(Stored data):

§ §

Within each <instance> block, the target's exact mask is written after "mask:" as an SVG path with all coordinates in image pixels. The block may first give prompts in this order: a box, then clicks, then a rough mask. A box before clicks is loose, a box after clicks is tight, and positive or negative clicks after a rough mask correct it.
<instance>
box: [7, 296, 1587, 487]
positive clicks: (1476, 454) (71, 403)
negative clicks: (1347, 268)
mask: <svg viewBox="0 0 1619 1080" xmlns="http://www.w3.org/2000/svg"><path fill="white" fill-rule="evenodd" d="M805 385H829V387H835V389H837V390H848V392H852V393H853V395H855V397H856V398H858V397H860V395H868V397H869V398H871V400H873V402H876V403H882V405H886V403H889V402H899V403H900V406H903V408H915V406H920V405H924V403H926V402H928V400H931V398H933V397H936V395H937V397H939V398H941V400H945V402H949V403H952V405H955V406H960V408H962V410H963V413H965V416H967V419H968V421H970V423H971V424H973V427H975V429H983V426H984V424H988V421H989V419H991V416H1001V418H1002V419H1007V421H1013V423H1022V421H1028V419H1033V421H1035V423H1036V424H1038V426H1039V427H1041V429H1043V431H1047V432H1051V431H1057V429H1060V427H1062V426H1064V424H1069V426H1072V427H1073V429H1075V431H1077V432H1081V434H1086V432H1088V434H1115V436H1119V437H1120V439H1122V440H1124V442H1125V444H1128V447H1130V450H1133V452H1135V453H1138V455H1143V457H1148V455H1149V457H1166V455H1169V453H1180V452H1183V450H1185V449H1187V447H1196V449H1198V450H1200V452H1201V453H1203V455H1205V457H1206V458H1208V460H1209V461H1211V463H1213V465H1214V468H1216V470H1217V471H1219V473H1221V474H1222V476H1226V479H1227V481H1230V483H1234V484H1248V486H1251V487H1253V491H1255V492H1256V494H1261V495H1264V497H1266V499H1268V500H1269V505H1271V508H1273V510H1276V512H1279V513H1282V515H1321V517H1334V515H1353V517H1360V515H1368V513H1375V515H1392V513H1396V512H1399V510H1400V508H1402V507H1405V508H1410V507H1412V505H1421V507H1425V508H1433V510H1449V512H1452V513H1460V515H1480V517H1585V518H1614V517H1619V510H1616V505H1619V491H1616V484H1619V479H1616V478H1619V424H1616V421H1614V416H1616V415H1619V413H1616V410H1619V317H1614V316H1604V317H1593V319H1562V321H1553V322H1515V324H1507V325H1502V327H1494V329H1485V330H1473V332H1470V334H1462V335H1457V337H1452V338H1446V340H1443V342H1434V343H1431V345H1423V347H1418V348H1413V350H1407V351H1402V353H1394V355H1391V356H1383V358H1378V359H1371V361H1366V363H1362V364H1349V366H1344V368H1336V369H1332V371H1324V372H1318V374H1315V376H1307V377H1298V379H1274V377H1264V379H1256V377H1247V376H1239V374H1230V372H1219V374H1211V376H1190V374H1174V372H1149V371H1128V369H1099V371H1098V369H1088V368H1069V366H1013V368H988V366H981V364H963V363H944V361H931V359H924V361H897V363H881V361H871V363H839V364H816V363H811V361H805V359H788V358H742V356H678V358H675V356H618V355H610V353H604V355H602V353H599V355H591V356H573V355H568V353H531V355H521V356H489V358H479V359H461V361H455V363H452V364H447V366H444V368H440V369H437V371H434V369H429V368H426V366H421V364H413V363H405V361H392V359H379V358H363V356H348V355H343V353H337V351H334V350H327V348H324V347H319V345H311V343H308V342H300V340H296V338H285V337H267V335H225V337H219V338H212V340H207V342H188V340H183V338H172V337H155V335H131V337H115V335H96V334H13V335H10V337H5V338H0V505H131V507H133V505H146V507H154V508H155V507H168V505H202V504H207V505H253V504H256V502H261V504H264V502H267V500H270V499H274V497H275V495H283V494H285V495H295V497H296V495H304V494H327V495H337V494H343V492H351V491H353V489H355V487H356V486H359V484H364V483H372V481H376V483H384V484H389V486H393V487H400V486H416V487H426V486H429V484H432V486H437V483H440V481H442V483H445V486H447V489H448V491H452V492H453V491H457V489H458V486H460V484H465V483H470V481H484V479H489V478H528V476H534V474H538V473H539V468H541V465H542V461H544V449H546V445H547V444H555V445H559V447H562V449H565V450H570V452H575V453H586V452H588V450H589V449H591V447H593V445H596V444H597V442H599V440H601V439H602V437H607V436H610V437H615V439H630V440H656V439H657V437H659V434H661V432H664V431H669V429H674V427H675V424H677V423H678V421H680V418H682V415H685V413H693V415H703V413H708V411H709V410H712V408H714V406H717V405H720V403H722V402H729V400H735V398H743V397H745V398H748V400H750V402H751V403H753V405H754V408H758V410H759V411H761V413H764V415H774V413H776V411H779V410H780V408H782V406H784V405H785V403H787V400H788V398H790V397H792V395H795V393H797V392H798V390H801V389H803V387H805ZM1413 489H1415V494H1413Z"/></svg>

§ §

(Requirement): Can you reproduce every line of the records above, character for character?

(Task answer):
Within each <instance> block, the target's exact mask is written after "mask:" as an SVG path with all coordinates in image pixels. The block may first give prompts in this order: a box, then clicks, then a rough mask. A box before clicks is loose, a box after clicks is tight, and positive or negative clicks after a rough mask correct it.
<instance>
box: [7, 296, 1587, 487]
positive clicks: (1476, 454) (71, 403)
negative clicks: (1347, 268)
mask: <svg viewBox="0 0 1619 1080" xmlns="http://www.w3.org/2000/svg"><path fill="white" fill-rule="evenodd" d="M805 385H829V387H835V389H837V390H848V392H852V393H853V395H855V397H856V398H858V397H860V395H868V397H869V398H871V400H873V402H876V403H882V405H886V403H889V402H899V403H900V406H903V408H915V406H920V405H924V403H926V402H928V400H931V398H933V397H936V395H937V397H939V398H941V400H945V402H949V403H952V405H955V406H960V408H962V410H963V413H965V416H967V419H968V421H970V423H971V424H973V427H975V429H983V426H984V424H988V421H989V419H991V416H1001V418H1002V419H1007V421H1013V423H1022V421H1028V419H1033V421H1035V423H1036V424H1038V426H1039V427H1041V429H1043V431H1047V432H1051V431H1057V429H1060V427H1062V426H1064V424H1069V426H1072V427H1073V429H1075V431H1077V432H1081V434H1086V432H1088V434H1115V436H1119V437H1120V439H1122V440H1124V442H1125V444H1128V447H1130V450H1133V452H1135V453H1138V455H1143V457H1148V455H1149V457H1166V455H1169V453H1180V452H1183V450H1185V449H1187V447H1196V449H1198V450H1200V452H1201V453H1203V455H1205V457H1206V458H1208V460H1209V461H1211V463H1213V465H1214V468H1216V470H1217V471H1219V473H1221V474H1222V476H1226V479H1227V481H1230V483H1234V484H1248V486H1251V487H1253V491H1255V492H1256V494H1261V495H1264V497H1266V499H1268V500H1269V505H1271V508H1273V510H1276V512H1279V513H1282V515H1321V517H1334V515H1353V517H1360V515H1368V513H1375V515H1392V513H1396V512H1399V510H1400V508H1402V507H1405V508H1410V507H1412V505H1421V507H1425V508H1433V510H1449V512H1452V513H1460V515H1480V517H1585V518H1614V517H1619V510H1616V505H1619V491H1616V484H1619V479H1616V478H1619V424H1616V421H1614V416H1616V415H1619V413H1616V410H1619V317H1614V316H1604V317H1593V319H1562V321H1553V322H1515V324H1507V325H1502V327H1494V329H1485V330H1473V332H1470V334H1462V335H1457V337H1452V338H1446V340H1443V342H1434V343H1431V345H1423V347H1418V348H1413V350H1407V351H1402V353H1394V355H1391V356H1383V358H1378V359H1371V361H1366V363H1362V364H1349V366H1344V368H1336V369H1332V371H1324V372H1318V374H1315V376H1307V377H1298V379H1274V377H1264V379H1256V377H1247V376H1239V374H1230V372H1219V374H1211V376H1190V374H1174V372H1149V371H1128V369H1099V371H1098V369H1088V368H1069V366H1013V368H988V366H981V364H963V363H944V361H931V359H924V361H897V363H881V361H871V363H839V364H816V363H811V361H805V359H788V358H742V356H678V358H675V356H618V355H610V353H604V355H602V353H599V355H591V356H573V355H568V353H531V355H521V356H489V358H479V359H461V361H455V363H452V364H447V366H444V368H440V369H437V371H434V369H429V368H426V366H421V364H413V363H405V361H392V359H379V358H363V356H348V355H343V353H337V351H334V350H327V348H324V347H319V345H311V343H308V342H300V340H296V338H285V337H267V335H225V337H219V338H212V340H207V342H188V340H183V338H172V337H155V335H131V337H115V335H96V334H13V335H10V337H5V338H0V505H131V507H133V505H146V507H154V508H155V507H168V505H202V504H207V505H253V504H256V502H261V504H264V502H267V500H270V499H274V497H275V495H283V494H285V495H295V497H296V495H304V494H327V495H337V494H343V492H351V491H353V489H355V487H356V486H359V484H364V483H372V481H376V483H384V484H389V486H393V487H400V486H416V487H426V486H429V484H432V486H437V483H440V481H442V483H445V486H447V489H448V491H452V492H453V491H457V489H458V486H460V484H465V483H470V481H484V479H489V478H528V476H534V474H538V473H539V468H541V465H542V461H544V449H546V445H547V444H555V445H559V447H562V449H565V450H570V452H575V453H586V452H588V450H589V449H591V447H593V445H596V444H597V442H599V440H601V439H602V437H607V436H610V437H615V439H630V440H656V439H657V437H659V434H661V432H664V431H669V429H674V427H675V424H677V423H678V421H680V418H682V415H685V413H693V415H703V413H708V411H709V410H712V408H714V406H717V405H720V403H722V402H729V400H735V398H743V397H745V398H748V400H750V402H751V403H753V405H754V408H758V410H759V411H761V413H764V415H774V413H776V411H779V410H780V408H782V406H784V405H785V403H787V400H788V398H790V397H792V395H795V393H797V392H798V390H801V389H803V387H805ZM1413 489H1415V494H1413Z"/></svg>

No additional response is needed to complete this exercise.